L’objectif de ce type de réseau est avant tout l’agrandissement, en s’étendant sur le territoire français, et d’avoir le monopole sur les activités de ventes en favorisant les sociétés créent par et pour le réseau (fabrication de produits, laboratoires…). Afin d’intégrer le Réseau Cristal, il existe plusieurs conditions dont la première est d’avoir une activité en productions animales et la seconde d’avoir un projet d’entreprise. Finalement, en fonction des différents paramètres, comme le nombre d’équivalent temps pleins dans la structure ou le type d’activité, les cabinets doivent une redevance annuelle pour intégrer le réseau. Les autres vétérinaires ne souhaitant pas intégrer le réseau mettent en avant la perte de proximité avec les éleveurs voire la perte de leur indépendance à l’échelle du cabinet.

Ce niveau d’analyse des cabinets vétérinaires dans le territoire permet ainsi de montrer que certes l’offre de services est avant tout une question organisationnelle à l’échelle des cabinets, mais elle est aussi directement influencée par les concurrences inter et intraprofessionnelles et par la présence des réseaux de cabinets sur le territoire.

Au total, cette enquête a permis de définir trois identités types de cabinet. Les premiers sont les « cabinets familiaux » qui n’ont pas pour projet de s’agrandir et qui souhaite maintenir un dialogue facile aussi bien avec les éleveurs qu’au sein du cabinet. A l’opposé, il y a les grands cabinets avec une logique d’agrandissement et de mutualisation des compétences et des vétérinaires, ces cabinets appartiennent généralement à des réseaux de compétence, ce sont les « cabinets corporates ». Enfin, un groupe de cabinet intermédiaire se dessine dans ce paysage, avec une volonté de mutualiser les moyens entre les cabinets tout en restant à l’échelle locale, ce sont les cabinets que nous avons qualifiés de « semi-intégrés ».

○ ○ ○

▸ **TRAVAIL DEMANDÉ**
D'après l'extrait sur les cabinets vétérinaires, quelle est la première condition pour intégrer le Réseau Cristal ?

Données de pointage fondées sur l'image
○ ○ ○

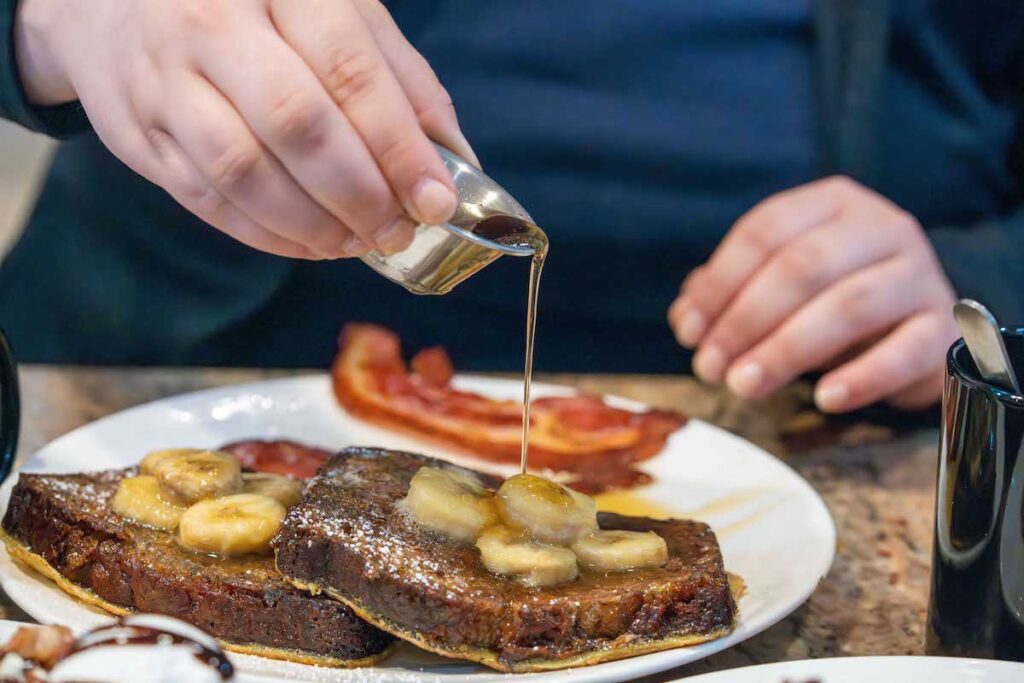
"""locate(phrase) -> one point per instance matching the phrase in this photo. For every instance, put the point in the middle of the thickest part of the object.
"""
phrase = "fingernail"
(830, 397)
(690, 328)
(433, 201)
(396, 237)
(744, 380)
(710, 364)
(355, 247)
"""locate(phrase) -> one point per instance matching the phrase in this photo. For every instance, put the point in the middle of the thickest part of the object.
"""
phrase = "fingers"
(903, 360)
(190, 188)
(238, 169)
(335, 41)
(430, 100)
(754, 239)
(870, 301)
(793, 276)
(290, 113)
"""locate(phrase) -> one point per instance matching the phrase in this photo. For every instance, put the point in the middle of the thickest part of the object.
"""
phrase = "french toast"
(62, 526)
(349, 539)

○ ○ ○

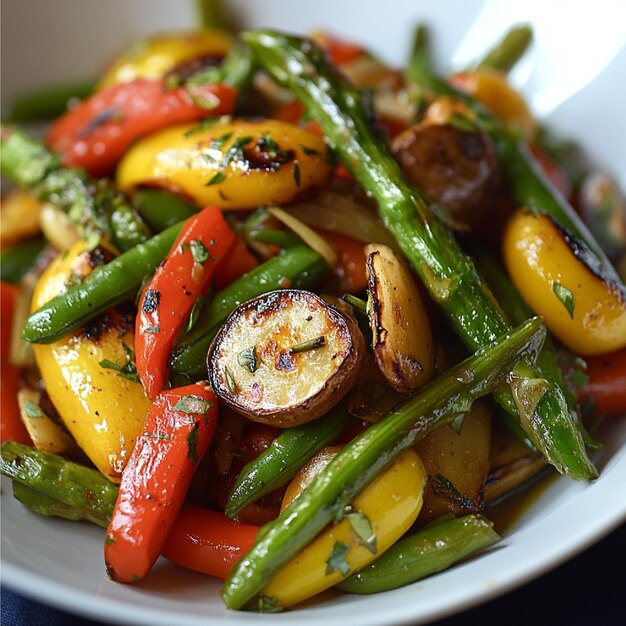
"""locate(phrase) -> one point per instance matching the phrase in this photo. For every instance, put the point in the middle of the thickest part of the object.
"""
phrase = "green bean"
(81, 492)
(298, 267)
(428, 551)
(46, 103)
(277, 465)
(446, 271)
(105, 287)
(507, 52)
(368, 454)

○ ○ ○

▸ **RÉPONSE**
Avoir une activité en productions animales.